>> Begin Excerpted text

With the ayahuasca tourism industry rapidly expanding in northwest Amazonia during the early 21st century, the ESC was born in the United States in a circuit of psychedelic symposiums and psychedelic conferences. It was officially launched at the end of 2013 at a drug policy reform conference in Colorado. The ESC founder and chief advisor Joshua Wickerham inaugurated the organization stating that Westerners are traveling to drink ayahuasca in the Amazon jungle where rituals and retreat centers are unregulated, lack accountability, and are in some cases unsafe. People are having “their bodies violated”, he explained while referring to a woman in the crowd that was raped by a shaman. There is little ability for consumers to recognize sustainable and unsustainable ayahuasca retreat centers, he further explained, and proposed that the ESC will intervene upon these problems and fill this lacuna. Raising concerns and solving issues of sexual abuse, sorcery, first-aid, and ecologically and culturally unsustainable practices related to ayahuasca use in the Amazon became the central mission of the ESC.

The organization draws its structure and vision from the ISEAL Alliance, an NGO concerned with promoting sustainability standards around the world. The ESC plans to implement a governance structure that is based upon creating a “multi-stakeholder consensus through dialogue” between everyone on “the ayahuasca value chain” including “from the people who drink ayahuasca all the way to the people who cultivate and offer ceremonies” (ESC website). While the organization states that they are “creating a table for dialogue and discussion” and not the discussion itself, the parameters of the ESC’s certification system are not neutral but defined by specific ideologies of “safety” and “sustainability”— explored below. The ESC proposed to introduce a five-star certification system in which retreat centers will need to complete complex bureaucratic requirements to be granted each star, which prompted spiritualist Rak Razam to critically ask Wickerham, “Do you realize that you are creating a five-star shaman?” (Razam 2013). If implemented, the certification system would produce a division in the market, and enhance local economic disparities, in which retreat centers that do not undergo the bureaucratic and lengthy process of gaining an ESC sliding scale “stamp of approval” would be simply not included and potentially (or probably) assumed to be practicing sorcery, sexual abuse, and environmental and cultural destruction.

>> End Excerpted text

*Short task 1*
In the ayahuasca retreat passage, where and when was the ESC officially launched?
*Short task 2*
Continue the ayahuasca retreat passage from its final sentence with one more paragraph.

>> Begin Records supplied

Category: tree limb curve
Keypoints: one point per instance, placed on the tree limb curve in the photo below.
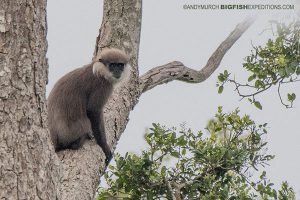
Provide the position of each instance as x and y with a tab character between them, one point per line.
178	71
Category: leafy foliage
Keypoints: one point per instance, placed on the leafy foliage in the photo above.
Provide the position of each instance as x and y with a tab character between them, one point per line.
180	164
275	64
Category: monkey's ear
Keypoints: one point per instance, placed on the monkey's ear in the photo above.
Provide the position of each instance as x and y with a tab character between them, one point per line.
99	69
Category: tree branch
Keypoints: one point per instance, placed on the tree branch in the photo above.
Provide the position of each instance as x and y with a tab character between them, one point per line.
178	71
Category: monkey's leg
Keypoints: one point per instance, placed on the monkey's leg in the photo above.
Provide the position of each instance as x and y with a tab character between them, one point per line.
99	133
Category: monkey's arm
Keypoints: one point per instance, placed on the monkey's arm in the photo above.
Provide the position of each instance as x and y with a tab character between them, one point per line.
97	121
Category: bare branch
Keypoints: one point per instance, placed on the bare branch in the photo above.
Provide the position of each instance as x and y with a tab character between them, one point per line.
178	71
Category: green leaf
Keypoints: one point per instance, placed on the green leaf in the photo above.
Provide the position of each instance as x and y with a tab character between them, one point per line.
291	97
220	90
251	78
258	105
163	171
175	154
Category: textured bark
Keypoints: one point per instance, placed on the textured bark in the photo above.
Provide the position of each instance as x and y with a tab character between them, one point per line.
28	164
177	71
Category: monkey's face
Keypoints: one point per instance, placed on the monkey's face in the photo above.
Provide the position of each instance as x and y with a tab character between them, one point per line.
116	69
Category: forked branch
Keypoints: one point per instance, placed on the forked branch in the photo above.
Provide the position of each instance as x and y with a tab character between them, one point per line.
178	71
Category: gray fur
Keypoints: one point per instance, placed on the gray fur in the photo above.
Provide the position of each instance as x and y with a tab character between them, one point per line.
76	102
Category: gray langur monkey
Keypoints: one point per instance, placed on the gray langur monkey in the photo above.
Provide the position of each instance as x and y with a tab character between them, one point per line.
76	102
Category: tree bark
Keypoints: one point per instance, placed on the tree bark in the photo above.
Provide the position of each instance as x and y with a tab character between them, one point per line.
28	166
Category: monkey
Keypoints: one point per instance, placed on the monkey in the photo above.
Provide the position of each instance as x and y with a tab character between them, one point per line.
76	102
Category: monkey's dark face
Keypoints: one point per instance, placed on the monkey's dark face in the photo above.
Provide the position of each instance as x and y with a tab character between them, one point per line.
116	69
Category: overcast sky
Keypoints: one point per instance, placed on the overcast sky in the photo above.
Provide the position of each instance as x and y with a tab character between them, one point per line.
170	33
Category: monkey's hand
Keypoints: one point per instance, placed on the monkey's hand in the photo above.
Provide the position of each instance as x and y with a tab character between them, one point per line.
108	157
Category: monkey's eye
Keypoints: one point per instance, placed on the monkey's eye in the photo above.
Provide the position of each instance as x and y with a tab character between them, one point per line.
116	66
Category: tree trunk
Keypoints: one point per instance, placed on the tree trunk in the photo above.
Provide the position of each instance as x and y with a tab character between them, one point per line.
28	166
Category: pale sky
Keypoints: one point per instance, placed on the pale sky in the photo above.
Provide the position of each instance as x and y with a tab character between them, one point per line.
170	33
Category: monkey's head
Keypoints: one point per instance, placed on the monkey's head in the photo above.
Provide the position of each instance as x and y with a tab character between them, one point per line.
112	64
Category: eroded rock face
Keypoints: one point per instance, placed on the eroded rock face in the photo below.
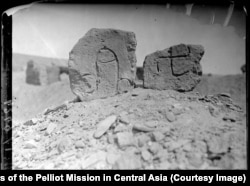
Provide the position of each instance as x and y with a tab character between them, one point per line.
103	64
41	74
177	68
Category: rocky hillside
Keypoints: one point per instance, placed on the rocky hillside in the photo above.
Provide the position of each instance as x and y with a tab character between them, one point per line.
142	129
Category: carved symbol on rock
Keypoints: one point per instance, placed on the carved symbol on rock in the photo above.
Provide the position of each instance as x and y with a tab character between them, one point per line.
107	72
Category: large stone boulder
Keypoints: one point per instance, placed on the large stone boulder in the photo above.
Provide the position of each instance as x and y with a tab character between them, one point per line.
103	64
177	68
42	74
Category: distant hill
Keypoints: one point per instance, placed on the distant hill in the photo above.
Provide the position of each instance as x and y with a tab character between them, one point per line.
19	61
235	85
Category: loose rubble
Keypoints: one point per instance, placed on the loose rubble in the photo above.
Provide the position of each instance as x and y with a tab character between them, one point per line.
157	130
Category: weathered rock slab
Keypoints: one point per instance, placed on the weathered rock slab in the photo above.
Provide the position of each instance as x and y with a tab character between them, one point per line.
42	74
177	68
103	64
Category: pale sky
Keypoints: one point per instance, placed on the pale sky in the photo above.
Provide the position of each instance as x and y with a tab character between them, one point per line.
53	30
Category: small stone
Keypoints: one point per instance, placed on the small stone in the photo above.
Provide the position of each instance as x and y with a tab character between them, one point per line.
93	159
29	123
37	137
166	165
145	155
70	131
195	159
213	111
64	144
31	144
157	136
47	166
155	148
111	158
175	144
128	162
79	144
65	116
132	150
142	128
217	145
34	120
50	128
229	118
110	138
124	118
104	125
170	116
151	124
142	140
120	128
125	139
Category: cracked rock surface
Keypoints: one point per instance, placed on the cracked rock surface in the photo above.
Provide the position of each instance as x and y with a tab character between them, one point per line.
140	129
102	64
175	68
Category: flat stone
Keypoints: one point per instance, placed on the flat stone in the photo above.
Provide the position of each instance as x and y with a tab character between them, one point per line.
31	144
151	124
79	144
125	139
64	144
104	125
128	162
170	116
142	140
155	147
50	128
41	73
179	70
145	155
112	158
103	64
158	136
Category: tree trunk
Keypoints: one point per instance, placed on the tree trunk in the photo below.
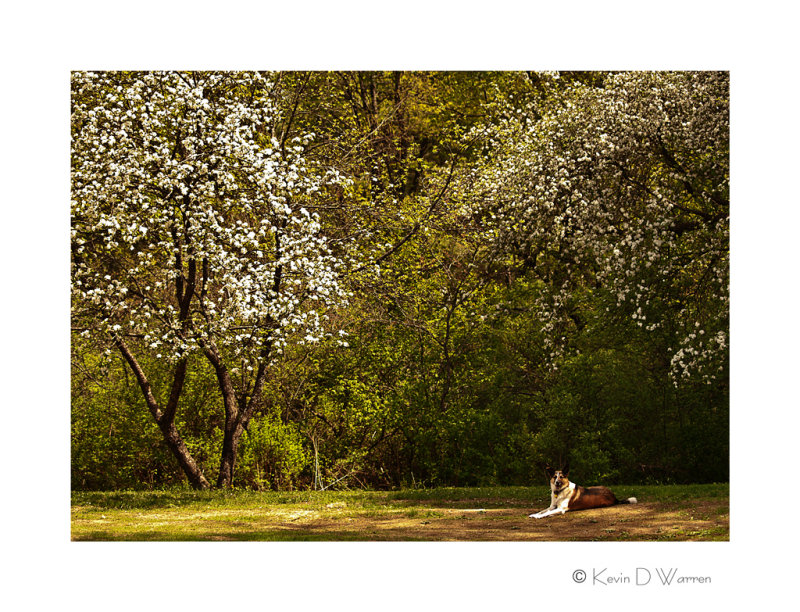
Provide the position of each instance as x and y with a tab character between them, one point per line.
237	413
166	418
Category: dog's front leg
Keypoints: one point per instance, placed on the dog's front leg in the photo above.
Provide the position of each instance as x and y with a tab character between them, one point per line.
544	513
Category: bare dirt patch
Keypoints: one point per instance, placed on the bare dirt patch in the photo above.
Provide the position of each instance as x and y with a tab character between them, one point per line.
708	520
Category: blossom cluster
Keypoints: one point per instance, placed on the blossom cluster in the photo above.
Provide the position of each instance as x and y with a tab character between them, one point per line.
622	188
192	217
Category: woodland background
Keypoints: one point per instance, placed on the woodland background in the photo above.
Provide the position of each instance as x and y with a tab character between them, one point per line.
499	317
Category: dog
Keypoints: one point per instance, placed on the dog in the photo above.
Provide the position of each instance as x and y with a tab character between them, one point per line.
566	495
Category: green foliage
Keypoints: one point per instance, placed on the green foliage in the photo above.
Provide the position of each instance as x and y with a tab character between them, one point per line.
447	375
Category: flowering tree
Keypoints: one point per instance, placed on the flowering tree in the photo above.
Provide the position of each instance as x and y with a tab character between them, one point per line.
622	190
194	231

>> End Records supplied

*Exercise response 1*
At a drug policy reform conference in Colorado at the end of 2013.

*Exercise response 2*
Shortly after inaugurating the organization, Wickerham began a campaign promoting and requesting donations for the organization while traveling across Western countries and presenting at psychedelic symposiums, talking on radio programs and podcasts, posting on social media platforms, and engaging with mainstream media, including CNN and BBC. While telling stories of rape, death, accidents, sorcery, unsustainable practices, and other “imminent dangers” , the central rhetoric of the organization has been that the future of ayahuasca use in the Amazon is at stake or in serious danger and that something urgently needs to be done. Over sixty academic researchers and specialists of the Amazon region argued that the ESC’s campaign content has been alarmist and has involved a troubling over-representation of danger (see below Rush et al 2014). The ESC’s apocalyptic view of Amazonian ayahuasca use has been accompanied by various messianic narratives. In a public conversation with the ayahuasca spiritualist Rak Razam, Wickerham described his first time drinking ayahuasca, stating that the spirit of ayahuasca:

manifested herself… as a strong yet somewhat vulnerable forest creature that wants to work with people, wants to help people, but needs our protection at the same time. So I made a pledge that I would do my utmost to protect ayahuasca and her allies. (see Razam 2013:minute 28)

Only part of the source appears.